Work to complete >>
Each entry must be returned exactly. None may be omitted.
◆ ◆ ◆ ◆
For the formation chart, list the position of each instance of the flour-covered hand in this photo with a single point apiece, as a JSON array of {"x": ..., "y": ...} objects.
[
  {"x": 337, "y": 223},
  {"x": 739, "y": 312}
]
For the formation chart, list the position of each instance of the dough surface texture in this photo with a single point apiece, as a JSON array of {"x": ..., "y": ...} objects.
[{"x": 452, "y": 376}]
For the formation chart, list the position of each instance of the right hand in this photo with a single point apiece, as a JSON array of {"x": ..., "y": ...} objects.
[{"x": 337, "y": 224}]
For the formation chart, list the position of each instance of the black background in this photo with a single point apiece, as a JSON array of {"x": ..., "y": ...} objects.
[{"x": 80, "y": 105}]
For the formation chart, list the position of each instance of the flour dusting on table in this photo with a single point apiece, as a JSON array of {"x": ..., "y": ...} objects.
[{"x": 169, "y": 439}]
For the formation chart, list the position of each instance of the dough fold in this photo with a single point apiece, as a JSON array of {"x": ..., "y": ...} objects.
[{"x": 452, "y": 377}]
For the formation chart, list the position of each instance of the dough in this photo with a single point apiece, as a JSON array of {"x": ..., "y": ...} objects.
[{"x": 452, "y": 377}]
◆ ◆ ◆ ◆
Exercise result >>
For the formation chart, list the position of each instance of the flour-covered hand in this photo with a single point apiece, as a JSON array of {"x": ..., "y": ...} objects.
[
  {"x": 337, "y": 223},
  {"x": 739, "y": 312}
]
For the formation chart, list the position of each instance of the dough surface texture in this photo with a single point apiece, as a JSON array of {"x": ..., "y": ...} objects.
[{"x": 452, "y": 376}]
For the formation chart, list the position of each instance of the right hand in this photo with a single point apiece, as a JSON array of {"x": ..., "y": ...} objects.
[{"x": 337, "y": 224}]
For the formation chart, list the position of each instance of the black background in this photo with a single point apiece, as a JSON array of {"x": ..., "y": ...} objects.
[{"x": 80, "y": 105}]
For the formation chart, list the position of each instance of the flour dusting on table in this photo with a single point apiece, as a JSON array of {"x": ..., "y": ...} objects.
[{"x": 169, "y": 439}]
For the formation chart, list the position of each instance of the dough fold in this photo with a single point apiece, as a JSON array of {"x": ..., "y": ...} objects.
[{"x": 452, "y": 377}]
For the formation chart, list the position of each instance of the dough in this photo with a single point apiece, as a JSON array of {"x": ..., "y": ...} objects.
[{"x": 452, "y": 377}]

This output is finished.